Raw records:
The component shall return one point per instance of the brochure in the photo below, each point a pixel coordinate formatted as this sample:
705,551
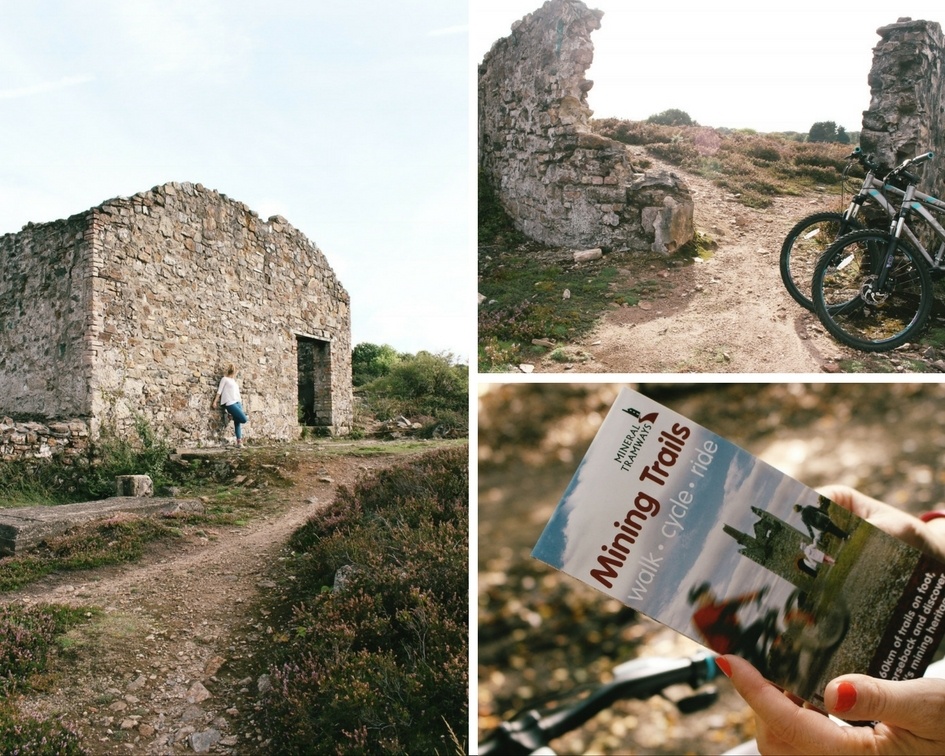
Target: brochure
698,534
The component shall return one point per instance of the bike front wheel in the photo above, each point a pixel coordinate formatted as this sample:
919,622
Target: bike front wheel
853,308
804,245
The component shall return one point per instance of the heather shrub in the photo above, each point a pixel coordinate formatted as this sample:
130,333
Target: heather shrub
379,664
33,737
27,637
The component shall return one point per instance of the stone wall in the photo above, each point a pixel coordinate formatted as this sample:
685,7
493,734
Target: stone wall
45,312
907,91
560,183
40,441
170,286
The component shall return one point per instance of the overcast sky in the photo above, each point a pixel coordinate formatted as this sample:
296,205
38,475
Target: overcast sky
769,67
348,118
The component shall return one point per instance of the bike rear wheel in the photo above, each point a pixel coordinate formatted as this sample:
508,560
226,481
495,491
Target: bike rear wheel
850,307
804,245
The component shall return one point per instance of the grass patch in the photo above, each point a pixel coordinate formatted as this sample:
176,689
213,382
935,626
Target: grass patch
379,664
530,299
114,541
754,167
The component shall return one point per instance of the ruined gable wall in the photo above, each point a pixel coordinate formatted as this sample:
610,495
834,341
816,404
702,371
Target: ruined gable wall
186,281
45,301
560,183
907,91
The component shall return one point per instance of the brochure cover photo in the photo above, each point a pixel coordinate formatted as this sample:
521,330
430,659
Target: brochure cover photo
696,533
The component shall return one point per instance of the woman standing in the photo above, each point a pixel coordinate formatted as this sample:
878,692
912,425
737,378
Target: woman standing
228,395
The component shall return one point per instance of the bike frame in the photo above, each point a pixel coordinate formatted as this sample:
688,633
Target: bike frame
899,225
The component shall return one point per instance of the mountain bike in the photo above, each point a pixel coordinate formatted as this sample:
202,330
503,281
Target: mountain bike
531,731
872,289
806,242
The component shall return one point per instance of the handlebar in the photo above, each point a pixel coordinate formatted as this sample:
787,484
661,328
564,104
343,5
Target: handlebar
900,170
640,679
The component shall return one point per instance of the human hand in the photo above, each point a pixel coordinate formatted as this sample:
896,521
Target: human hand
910,714
894,521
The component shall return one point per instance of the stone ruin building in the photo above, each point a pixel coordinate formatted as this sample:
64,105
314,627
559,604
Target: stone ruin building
559,182
562,184
131,311
906,115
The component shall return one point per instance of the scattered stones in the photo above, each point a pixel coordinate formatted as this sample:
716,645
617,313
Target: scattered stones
197,693
586,255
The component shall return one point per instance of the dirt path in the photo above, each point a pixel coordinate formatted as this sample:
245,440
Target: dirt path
727,314
155,674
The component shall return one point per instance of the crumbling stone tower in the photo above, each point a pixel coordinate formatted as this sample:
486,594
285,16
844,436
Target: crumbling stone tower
560,183
133,309
907,104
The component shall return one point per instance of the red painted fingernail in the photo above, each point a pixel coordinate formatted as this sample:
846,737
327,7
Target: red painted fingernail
722,663
846,697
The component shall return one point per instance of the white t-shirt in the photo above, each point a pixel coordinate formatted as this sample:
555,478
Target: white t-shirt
229,391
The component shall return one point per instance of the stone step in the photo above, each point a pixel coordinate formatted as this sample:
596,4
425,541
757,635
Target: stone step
25,528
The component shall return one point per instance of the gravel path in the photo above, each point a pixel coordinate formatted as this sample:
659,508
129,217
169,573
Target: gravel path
155,673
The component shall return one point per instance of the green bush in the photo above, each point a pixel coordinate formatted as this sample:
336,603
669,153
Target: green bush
672,117
422,385
381,664
370,361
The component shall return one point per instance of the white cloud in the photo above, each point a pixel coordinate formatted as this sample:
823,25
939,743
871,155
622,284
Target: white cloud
43,87
449,31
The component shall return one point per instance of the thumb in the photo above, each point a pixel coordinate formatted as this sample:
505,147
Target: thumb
914,705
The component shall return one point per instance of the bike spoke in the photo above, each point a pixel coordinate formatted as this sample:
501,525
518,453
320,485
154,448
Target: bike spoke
856,309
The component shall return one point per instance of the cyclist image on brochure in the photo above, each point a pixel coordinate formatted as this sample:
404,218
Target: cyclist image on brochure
565,667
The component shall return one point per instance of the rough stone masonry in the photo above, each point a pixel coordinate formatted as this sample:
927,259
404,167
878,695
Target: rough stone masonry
559,182
906,115
131,311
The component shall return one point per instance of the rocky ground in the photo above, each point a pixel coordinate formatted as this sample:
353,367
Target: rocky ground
167,666
728,313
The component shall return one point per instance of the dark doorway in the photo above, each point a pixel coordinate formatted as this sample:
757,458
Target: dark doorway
314,363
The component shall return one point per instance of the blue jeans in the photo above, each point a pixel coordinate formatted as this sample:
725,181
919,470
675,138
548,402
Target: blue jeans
239,417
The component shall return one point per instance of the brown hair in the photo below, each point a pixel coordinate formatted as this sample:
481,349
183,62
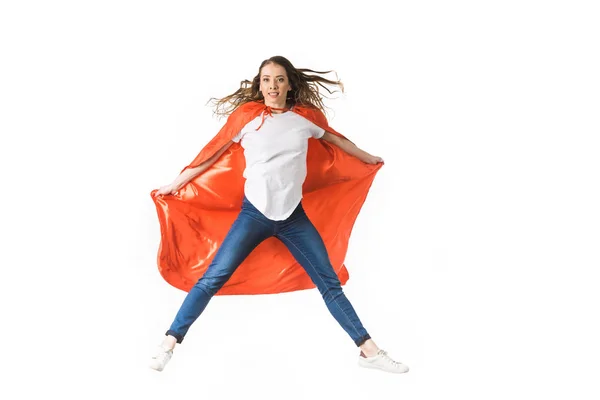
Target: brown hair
305,90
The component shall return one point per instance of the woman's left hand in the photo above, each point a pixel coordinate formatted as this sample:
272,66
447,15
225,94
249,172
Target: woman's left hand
369,159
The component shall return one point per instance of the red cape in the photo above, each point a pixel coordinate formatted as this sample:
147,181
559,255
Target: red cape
194,222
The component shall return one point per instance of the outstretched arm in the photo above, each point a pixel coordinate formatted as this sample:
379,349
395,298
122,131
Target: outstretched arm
351,148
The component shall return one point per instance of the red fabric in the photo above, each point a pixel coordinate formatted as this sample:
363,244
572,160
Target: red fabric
194,222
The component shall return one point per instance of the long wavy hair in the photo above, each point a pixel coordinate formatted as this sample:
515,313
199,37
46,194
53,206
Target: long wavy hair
305,90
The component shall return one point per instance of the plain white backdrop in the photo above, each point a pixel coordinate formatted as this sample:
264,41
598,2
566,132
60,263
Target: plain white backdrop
474,259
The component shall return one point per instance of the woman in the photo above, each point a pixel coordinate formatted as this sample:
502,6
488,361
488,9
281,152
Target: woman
275,144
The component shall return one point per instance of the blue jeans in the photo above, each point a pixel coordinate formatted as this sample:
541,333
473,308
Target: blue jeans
300,236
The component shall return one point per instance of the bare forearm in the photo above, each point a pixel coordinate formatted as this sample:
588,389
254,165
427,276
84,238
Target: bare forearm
188,175
351,148
191,173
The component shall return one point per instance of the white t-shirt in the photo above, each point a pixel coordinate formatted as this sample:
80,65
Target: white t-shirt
276,161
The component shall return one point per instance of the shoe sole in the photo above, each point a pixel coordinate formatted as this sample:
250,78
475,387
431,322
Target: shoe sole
371,366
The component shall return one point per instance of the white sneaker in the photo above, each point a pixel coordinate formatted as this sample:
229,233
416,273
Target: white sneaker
162,357
382,361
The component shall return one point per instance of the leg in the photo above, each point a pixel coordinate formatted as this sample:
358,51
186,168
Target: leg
246,233
305,243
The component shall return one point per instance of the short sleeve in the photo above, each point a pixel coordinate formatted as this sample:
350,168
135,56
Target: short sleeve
317,132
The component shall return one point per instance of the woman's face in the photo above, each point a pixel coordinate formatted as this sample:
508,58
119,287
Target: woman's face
274,85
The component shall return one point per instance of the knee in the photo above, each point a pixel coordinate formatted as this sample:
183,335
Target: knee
209,286
331,290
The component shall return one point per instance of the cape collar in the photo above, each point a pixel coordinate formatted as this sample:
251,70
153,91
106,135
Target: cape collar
268,111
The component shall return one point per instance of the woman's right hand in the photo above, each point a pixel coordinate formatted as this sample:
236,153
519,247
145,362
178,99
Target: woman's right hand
165,190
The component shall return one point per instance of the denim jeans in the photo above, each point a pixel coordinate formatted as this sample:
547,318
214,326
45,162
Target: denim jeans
306,245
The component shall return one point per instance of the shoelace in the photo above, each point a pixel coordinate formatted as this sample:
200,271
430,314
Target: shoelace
388,358
162,354
267,111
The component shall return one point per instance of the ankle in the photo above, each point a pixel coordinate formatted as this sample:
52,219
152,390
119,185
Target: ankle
369,349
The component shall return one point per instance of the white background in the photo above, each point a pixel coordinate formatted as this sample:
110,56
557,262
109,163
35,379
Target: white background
473,260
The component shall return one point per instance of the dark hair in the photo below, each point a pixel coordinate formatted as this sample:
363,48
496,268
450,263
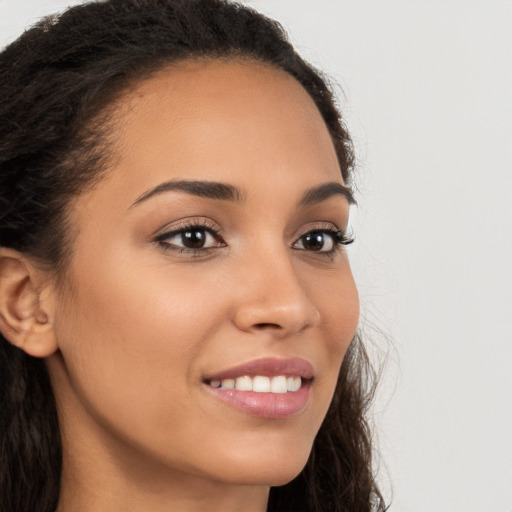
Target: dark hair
58,84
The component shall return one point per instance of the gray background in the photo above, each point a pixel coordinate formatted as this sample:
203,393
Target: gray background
426,96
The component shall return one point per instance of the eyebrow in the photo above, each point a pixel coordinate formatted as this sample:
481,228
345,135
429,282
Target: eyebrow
208,189
227,192
325,191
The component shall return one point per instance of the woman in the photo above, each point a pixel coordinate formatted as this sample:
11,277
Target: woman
175,299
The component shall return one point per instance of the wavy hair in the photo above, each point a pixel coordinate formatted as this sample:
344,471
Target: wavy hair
58,86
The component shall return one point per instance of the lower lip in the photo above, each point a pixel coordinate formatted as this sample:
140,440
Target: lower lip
266,405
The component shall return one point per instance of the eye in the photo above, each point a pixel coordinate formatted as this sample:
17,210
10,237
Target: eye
194,238
322,240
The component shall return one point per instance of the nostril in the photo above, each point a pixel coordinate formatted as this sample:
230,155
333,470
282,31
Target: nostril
267,326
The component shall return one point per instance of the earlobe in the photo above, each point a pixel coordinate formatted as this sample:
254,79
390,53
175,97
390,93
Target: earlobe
24,322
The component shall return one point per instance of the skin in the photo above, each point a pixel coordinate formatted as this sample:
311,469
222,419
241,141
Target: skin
138,327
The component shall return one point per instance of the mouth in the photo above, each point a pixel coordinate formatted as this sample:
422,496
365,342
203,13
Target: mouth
267,388
279,384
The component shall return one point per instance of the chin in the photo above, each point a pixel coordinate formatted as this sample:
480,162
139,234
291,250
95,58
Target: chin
267,471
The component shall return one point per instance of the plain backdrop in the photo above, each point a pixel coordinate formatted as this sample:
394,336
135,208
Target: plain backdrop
425,90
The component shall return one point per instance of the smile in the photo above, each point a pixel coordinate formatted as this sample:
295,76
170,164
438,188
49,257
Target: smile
271,388
260,384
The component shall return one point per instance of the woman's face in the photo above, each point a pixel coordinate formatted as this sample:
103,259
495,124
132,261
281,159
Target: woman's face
208,253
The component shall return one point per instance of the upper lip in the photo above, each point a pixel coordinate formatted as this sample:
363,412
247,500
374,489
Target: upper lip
270,367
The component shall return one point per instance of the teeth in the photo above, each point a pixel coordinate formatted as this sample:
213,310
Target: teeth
228,384
260,384
243,383
293,383
278,384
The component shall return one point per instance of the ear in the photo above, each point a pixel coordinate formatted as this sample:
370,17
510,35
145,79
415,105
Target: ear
24,320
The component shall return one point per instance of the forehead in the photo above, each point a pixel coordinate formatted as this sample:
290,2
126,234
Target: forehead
205,117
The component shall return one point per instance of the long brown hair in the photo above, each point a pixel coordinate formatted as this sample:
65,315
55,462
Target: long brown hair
57,82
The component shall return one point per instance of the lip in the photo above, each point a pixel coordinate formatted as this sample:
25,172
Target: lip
266,405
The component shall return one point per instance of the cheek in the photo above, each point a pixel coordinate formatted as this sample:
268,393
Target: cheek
129,340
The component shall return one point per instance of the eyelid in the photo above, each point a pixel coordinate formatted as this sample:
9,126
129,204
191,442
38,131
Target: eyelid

§ **What to work on**: Send back exactly the lines from the line with "the long brown" through the end of the records.

§ **Exercise output**:
The component shall return one point per instance of the long brown hair in the photo above, each point a pixel coordinate formatted as this sample:
65,315
55,462
Target: long brown hair
57,82
The component shall return one point per instance of the lip in the photo above, each point a pixel coordinate formatted as this sample:
25,172
Target: lip
266,405
The component shall return one point per instance of the cheek in the photo above, each point a pixel coordinate formatted as this sample:
268,393
Target: cheek
129,340
The component shall return one point per instance of the eyelid in the photo above, each point a pixel coordinate formatted as this sample:
9,126
129,204
191,442
38,131
Target: eyelid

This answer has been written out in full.